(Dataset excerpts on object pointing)
--- BEGIN ---
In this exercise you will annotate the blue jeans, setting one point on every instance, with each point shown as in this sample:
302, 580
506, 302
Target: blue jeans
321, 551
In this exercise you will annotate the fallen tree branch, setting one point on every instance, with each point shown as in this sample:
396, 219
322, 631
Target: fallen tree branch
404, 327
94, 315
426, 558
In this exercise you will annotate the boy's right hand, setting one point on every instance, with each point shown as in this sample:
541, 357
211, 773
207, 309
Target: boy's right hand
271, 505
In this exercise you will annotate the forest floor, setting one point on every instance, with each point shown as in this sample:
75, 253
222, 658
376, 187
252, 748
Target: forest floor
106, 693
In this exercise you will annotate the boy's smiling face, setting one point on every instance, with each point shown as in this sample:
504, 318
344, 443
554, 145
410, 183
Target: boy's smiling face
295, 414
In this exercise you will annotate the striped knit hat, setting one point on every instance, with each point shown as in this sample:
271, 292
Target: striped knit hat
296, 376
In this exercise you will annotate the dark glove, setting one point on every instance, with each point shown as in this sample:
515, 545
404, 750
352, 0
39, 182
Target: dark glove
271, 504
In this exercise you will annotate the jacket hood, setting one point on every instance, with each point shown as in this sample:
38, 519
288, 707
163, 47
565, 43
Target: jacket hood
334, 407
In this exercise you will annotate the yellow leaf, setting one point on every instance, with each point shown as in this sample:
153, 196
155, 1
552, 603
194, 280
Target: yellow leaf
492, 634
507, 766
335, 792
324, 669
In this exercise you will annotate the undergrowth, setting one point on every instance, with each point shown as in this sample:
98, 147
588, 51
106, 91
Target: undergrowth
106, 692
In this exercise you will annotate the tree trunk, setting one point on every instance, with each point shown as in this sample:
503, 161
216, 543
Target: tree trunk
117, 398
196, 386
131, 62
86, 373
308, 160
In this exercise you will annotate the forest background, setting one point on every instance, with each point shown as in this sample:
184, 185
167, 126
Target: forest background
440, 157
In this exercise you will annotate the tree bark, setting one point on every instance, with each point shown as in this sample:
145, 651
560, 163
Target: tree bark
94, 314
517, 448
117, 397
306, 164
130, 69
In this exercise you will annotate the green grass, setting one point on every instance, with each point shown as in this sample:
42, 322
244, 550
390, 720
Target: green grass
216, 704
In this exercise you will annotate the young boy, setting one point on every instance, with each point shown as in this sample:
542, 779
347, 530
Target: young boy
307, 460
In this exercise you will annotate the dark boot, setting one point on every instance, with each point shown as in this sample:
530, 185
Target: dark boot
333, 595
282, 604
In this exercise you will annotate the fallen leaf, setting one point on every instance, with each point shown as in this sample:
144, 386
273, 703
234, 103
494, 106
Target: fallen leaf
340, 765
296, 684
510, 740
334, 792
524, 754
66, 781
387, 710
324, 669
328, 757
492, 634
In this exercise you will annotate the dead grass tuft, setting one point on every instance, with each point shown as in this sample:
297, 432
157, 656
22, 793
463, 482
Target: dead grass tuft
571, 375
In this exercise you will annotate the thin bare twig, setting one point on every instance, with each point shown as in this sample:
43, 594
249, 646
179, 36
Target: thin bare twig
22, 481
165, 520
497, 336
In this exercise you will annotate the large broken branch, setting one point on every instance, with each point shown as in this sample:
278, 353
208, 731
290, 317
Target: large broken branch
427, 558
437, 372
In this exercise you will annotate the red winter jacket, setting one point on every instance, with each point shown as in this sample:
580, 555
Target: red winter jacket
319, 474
--- END ---
Rewrite the stretch of the listing from the line containing "In this exercise you will annotate the thin" through the end of the listing, both ends included. Multiply each answer coordinate that follows a "Target:" line by 1.9 and round it to a whole number, halves up, and leave every other line and number unchanged.

◆ **Exercise answer**
In this exercise you will annotate the thin bare twig, setting one point on every instance, with each point shown as in this sample:
43, 594
249, 646
179, 36
Target: thin bare twig
42, 914
314, 988
944, 638
In this exercise you will annotate the large broken branch, setting one point on every instance, with each point shown as in this sample:
278, 353
208, 731
290, 317
Target: large broken branch
811, 1060
830, 707
In this exercise you will annotate the red winter jacket, setting one point on every instance, with each point shown as in this sample:
580, 555
Target: red winter jacket
606, 901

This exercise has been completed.